── ARTICLE
A coal trimmer or trimmer is a position within the engineering department of a coal-fired steamship that involves all coal handling duties. Their main task is to ensure that coal is evenly distributed within a ship to ensure it remains trim in the water. Their efforts to control the fore-and-aft angle at which a ship floats is why they are called “trimmers”. Without proper management of the coal bunkers, ships could easily list due to uneven distribution of the coal.
The role of trimmers starts with the bunkering of coal, distributing it evenly within the bunkers, and then providing a consistent delivery of coal to the stoker or fireman working the vessel’s boilers.
Coal trimming was also a role based at the docks that involved levelling out the coal in a ship's hold to ensure that the ship was safe to travel. Coal was transported to the docks via railway wagons and the coal was tipped into the ship. As the coal was loaded into a hold of the ship it would form a conical pile. This wase unsafe for the ship to sail in case the coal moved to one side causing the ship to list and roll.
────
- TASK 1:
How would you render this sentence from the article on coal trimmers in Spanish: "Their main task is to ensure that coal is evenly distributed within a ship to ensure it remains trim in the water."
── EXERCISE MATERIAL
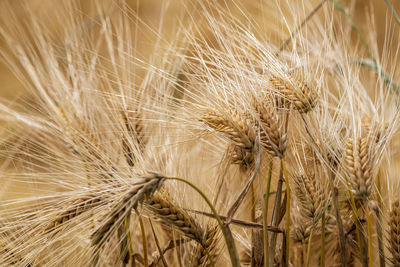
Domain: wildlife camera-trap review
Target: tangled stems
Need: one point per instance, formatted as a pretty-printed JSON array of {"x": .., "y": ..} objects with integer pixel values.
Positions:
[{"x": 230, "y": 243}]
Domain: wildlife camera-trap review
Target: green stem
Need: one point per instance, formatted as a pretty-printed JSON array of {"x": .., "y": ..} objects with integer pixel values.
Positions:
[
  {"x": 309, "y": 248},
  {"x": 287, "y": 226},
  {"x": 369, "y": 229},
  {"x": 265, "y": 213},
  {"x": 225, "y": 230},
  {"x": 357, "y": 222},
  {"x": 323, "y": 240},
  {"x": 396, "y": 17},
  {"x": 144, "y": 242},
  {"x": 379, "y": 223},
  {"x": 275, "y": 216}
]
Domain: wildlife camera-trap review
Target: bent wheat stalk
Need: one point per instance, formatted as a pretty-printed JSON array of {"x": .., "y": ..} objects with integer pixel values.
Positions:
[{"x": 130, "y": 200}]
────
- TASK 2:
Which lines of the records contain the word "Target"? Show each of them in full, treating case as significant.

- FULL SOLUTION 1:
Su tarea principal es asegurar que el carbón se distribuya de manera uniforme dentro de un barco para garantizar que este se mantenga equilibrado en el agua.

- FULL SOLUTION 2:
Target: tangled stems
Target: green stem
Target: bent wheat stalk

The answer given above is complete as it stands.